(Annotation data for object locations)
_ _ _ _ _

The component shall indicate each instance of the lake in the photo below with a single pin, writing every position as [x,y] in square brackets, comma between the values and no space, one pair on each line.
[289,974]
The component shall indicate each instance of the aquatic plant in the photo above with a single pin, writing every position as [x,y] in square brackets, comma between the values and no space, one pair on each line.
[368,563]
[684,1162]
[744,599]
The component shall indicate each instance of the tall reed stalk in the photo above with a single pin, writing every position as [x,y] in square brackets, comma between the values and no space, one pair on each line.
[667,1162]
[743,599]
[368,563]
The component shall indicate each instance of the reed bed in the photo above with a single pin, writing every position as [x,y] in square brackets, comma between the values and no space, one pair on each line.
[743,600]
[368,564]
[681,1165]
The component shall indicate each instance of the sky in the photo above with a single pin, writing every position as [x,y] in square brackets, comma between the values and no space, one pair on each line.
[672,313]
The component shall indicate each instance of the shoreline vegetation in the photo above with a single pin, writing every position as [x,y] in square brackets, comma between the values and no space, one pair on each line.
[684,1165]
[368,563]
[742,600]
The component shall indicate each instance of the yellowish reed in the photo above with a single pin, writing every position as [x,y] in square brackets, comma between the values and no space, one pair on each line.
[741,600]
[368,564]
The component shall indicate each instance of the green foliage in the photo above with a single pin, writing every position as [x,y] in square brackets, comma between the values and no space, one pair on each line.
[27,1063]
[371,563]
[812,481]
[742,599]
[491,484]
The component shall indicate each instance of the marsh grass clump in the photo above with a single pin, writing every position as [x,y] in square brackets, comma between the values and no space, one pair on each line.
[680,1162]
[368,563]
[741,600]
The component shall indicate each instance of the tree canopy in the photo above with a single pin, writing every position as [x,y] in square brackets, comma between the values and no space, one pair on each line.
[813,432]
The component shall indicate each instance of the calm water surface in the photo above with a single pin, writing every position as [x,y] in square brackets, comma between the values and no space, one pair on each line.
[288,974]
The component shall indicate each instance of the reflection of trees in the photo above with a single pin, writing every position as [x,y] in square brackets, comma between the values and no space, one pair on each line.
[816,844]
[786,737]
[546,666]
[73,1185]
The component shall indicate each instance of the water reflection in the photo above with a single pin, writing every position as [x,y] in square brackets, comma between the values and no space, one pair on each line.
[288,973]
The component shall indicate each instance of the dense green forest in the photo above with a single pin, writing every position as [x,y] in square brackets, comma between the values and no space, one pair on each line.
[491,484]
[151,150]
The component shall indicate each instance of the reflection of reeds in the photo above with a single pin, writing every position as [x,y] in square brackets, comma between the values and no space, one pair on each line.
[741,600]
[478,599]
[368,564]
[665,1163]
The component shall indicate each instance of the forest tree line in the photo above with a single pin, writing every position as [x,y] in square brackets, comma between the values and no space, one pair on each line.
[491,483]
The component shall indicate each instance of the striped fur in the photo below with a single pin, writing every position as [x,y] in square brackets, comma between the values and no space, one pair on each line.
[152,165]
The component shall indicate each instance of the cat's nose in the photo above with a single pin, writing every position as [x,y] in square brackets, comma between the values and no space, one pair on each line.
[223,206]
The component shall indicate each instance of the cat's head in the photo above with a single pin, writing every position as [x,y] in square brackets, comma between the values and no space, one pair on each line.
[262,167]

_ _ _ _ _

DO THIS =
Write out the entire listing above line for line, without changing a single character.

OUTPUT FOR THIS EXERCISE =
The component shall indicate each instance of the lake in the photo below with a single pin, writing every position as [x,y] in square brackets, comma between the values and no space, one pair on each line.
[289,974]
The component shall indicate each instance of the aquatic plant in the photo above with a single pin, writing every position as [x,y] in square brackets, comma between the values and no space, one pair on each line.
[368,563]
[684,1162]
[744,599]
The component shall indicate each instance of the tall reed stalk in the photo above with a single pin, writing every position as [x,y] in square brackets, comma between the values and no space, one pair on each line.
[667,1162]
[743,599]
[368,563]
The component shall indicate each instance of the reed bed in the photo above with a single pin, writing every position as [x,y] in square brackets, comma between the values and no space, one pair on each line.
[743,600]
[368,564]
[681,1165]
The component shall indicate each instance of the sky in the photo above with a single pin, writing every position as [x,y] in square brackets, comma between the values and no space, one pair on each line.
[672,313]
The component shall indicate each instance of the shoreline vegetation in the photo above with a single pin, writing every position as [x,y] in square brackets, comma between the values and no space, one pair on each line.
[684,1165]
[368,563]
[742,600]
The component shall indicate each instance of the yellowish reed in the photo above with a single pin, writing every position as [x,y] in square brackets, comma between the values and no space, one pair on each line.
[741,600]
[368,564]
The component shall indicate each instance of the green foliage in the photo above with a single pin, writing every position as [x,y] in square brackets, comma between the values and no space, one pair on each line.
[27,1063]
[371,563]
[812,481]
[742,599]
[491,484]
The component shall indicate each instance of the marsh grass clump in the photo above with a single pin, writing every position as [x,y] in square brackets, comma between the values and no space, one pair on each line.
[680,1162]
[368,563]
[741,600]
The component shall indicate each instance of the tree canopy in the photo above with a single pin, writing every position as [x,y] in square brackets, comma between the values and no space, one pair on each line.
[813,432]
The component shall indicate each instance of the calm water surface in the photo above with a single pin, writing every position as [x,y] in square brackets, comma between the values and no space, one pair on each line.
[288,974]
The component shall indicate each instance of the reflection of trees in the photo above with a single pin, writing every position as [x,y] in square brackets, comma between the values and no space, one pair on each line.
[816,844]
[786,737]
[546,666]
[73,1185]
The component shall indicate each instance of the water reflection in the photo above with a single pin, writing every position as [x,y] in square brackets, comma between the values and no space, one pair on each line.
[288,973]
The component shall indicate each instance of the dense green forest in the photo above with a single pin, writing every position as [x,y] in square brackets, comma between the values and no space, one pair on each line.
[491,484]
[151,150]
The component shall indicate each instance of the reflection of reeds in the photo above with a single pin, writing every position as [x,y] in square brackets, comma between the values and no space, one pair on each line.
[741,600]
[478,599]
[368,564]
[665,1163]
The component shall indicate each instance of the forest tree line in the photo above with a single pin, writing every position as [x,y] in square brackets, comma between the values and no space, one pair on each line.
[491,483]
The component shall indicate each instance of the striped fur in the photo below with a single pin, writing every position as [x,y] in square brackets, comma between the values and no space, one pair on each line.
[152,165]
The component shall indicate each instance of the cat's nose in the photo above with a single pin, writing every position as [x,y] in square brackets, comma between the values and no space, one pair on each line.
[223,206]
The component shall indicate each instance of the cat's head in the photo above with a single pin, writing every position as [x,y] in square brackets, comma between the values and no space, one pair on each line.
[262,167]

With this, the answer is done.